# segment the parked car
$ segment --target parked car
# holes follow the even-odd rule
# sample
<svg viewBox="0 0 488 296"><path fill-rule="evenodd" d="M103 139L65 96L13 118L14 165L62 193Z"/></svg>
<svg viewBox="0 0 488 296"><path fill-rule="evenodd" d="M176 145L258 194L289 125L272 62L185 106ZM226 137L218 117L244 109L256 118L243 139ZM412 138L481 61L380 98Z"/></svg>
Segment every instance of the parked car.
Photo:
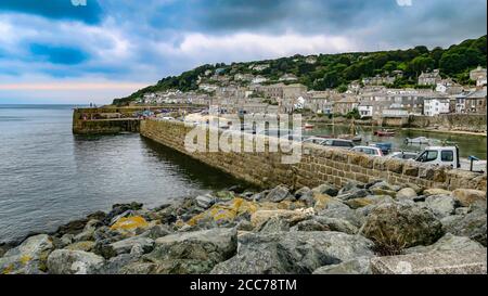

————————

**YOUR INSTRUCTIONS**.
Could you reproduce every row above word for word, leaving out the pictures?

**TASK ANSWER**.
# segment the parked car
$ segment --target parked car
# holes follow the even-odd rule
# sample
<svg viewBox="0 0 488 296"><path fill-rule="evenodd" d="M103 139L65 96L13 118L14 165L62 193Z"/></svg>
<svg viewBox="0 0 488 296"><path fill-rule="evenodd" d="M176 145L258 194L289 125L272 62L185 106ZM226 137L218 117L244 109L256 118L243 139ZM412 138L481 61L380 98Z"/></svg>
Segment every instance of the parked car.
Photo:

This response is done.